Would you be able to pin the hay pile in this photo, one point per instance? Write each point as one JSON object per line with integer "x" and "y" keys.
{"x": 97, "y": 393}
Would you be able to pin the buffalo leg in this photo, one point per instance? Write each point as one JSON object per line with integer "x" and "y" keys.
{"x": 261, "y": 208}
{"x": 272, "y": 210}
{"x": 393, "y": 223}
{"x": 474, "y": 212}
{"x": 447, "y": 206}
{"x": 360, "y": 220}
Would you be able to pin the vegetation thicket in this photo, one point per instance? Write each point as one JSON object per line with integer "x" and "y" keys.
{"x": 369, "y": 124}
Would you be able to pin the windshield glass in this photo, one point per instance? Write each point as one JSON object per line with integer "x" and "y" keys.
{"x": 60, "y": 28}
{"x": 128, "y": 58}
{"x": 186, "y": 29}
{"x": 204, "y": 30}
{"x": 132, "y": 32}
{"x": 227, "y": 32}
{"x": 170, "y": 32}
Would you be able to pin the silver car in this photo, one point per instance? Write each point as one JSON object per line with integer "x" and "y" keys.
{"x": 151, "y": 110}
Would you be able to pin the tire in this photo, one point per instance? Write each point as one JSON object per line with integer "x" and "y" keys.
──────────────────────────────
Which lines run from the one containing "Would you be able to pin the silver" to the end of the entries above? Print them exactly, both ends included, and nothing else.

## Task response
Would you be able to pin the silver car in this photo, one point per instance? Write each point as one JSON object per line with integer "x" and "y" keys.
{"x": 151, "y": 110}
Would you be able to pin the tire in this photo, one point per instance? Write each point as one JSON object per line with integer "x" and "y" keys.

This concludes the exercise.